*Items from a dataset*.
-------------------------

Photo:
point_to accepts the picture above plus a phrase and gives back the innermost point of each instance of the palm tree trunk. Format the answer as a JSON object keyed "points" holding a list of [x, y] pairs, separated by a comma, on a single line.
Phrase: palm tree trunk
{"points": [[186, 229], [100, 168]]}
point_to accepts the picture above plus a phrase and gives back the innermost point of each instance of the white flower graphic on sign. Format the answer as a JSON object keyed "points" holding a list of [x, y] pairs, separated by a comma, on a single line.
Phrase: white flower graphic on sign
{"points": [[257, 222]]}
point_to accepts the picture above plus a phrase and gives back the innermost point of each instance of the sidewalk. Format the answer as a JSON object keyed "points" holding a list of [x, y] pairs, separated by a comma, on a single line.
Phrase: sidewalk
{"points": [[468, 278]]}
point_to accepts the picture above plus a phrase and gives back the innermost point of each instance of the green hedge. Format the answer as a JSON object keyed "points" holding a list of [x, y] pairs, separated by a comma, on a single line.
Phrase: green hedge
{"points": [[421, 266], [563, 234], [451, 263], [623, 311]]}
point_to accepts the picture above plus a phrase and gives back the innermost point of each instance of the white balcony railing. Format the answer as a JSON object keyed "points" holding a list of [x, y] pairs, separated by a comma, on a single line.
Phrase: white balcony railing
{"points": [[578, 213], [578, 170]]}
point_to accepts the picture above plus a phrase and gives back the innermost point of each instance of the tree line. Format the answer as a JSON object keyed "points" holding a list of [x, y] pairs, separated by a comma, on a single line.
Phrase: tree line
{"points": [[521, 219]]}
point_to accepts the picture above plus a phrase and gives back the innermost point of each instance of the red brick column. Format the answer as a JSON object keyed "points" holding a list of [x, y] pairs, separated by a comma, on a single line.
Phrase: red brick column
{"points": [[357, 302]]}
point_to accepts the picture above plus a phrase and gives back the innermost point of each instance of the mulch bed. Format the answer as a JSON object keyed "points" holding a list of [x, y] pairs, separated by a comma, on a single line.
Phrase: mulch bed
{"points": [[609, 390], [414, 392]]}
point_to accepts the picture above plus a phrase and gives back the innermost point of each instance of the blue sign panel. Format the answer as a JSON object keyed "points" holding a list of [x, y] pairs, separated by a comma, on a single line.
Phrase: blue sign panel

-------------------------

*Task directions*. Exactly as shown, repeat every record.

*Task result*.
Photo:
point_to accepts the picture above plus a phrase and gives back the innermost point of each instance of the palm tree trunk. Format the answer as a JSON object keyed "points" holding a list of [x, y] pairs, separated by a comma, on a single line.
Phrase: palm tree trunk
{"points": [[186, 229], [100, 168]]}
point_to accepts the picture above plus a phrase and gives back the innermost point of each instance of the white flower graphic on sign. Format the answer as a JSON object keyed "points" holding a list of [x, y] pairs, separated by a comma, on a single line.
Phrase: white flower graphic on sign
{"points": [[257, 222]]}
point_to accepts the picture above plus a phrase and gives back the innermost point of each instance of the sidewalk. Format the answer as a JSON object keyed "points" holding a list of [x, y] pairs, separated by a comma, on a single line.
Phrase: sidewalk
{"points": [[468, 278]]}
point_to accepts the picture above plus a phrase and gives back the innermost point of each instance of the green hedge. Format the answer as a JSON object keyed "points" holding a list of [x, y] pairs, separated by a comma, on a single line.
Phrase: green hedge
{"points": [[421, 266], [563, 234], [451, 263], [623, 311]]}
point_to accepts the picture above plus a phrase and gives back the innermost point of each instance of the white balcony railing. Format the answer as a JSON object keyed "points" holding a list of [x, y] pairs, separated by a comma, on a single line.
Phrase: white balcony railing
{"points": [[578, 213], [578, 170]]}
point_to accepts the picture above plus a phrase and gives back the innermost point of each instance of the tree line. Format the answer as a JSON object keyed "points" holding a list of [x, y] pairs, separated by a comma, on a single line.
Phrase: tree line
{"points": [[521, 219]]}
point_to accepts the picture above plus a phrase and gives back the innermost point of each instance of the red brick column. Format the answer as a JSON object keyed "points" holding a list of [x, y] pairs, separated by a comma, on a single line.
Phrase: red brick column
{"points": [[357, 302]]}
point_to accepts the picture above plus a phrase and gives back the innermost point of each instance of the mulch bed. Format the answer as a JSON object keyed "points" holding a list of [x, y] pairs, separated by a comma, on a single line.
Phrase: mulch bed
{"points": [[609, 390], [414, 392]]}
point_to accepts the picture above plus a phrase and gives back the innermost point of each instance of the blue sign panel. Format the answer as a JSON object keyed "points" holding a list of [x, y] pairs, separated by a comma, on a single line.
Phrase: blue sign panel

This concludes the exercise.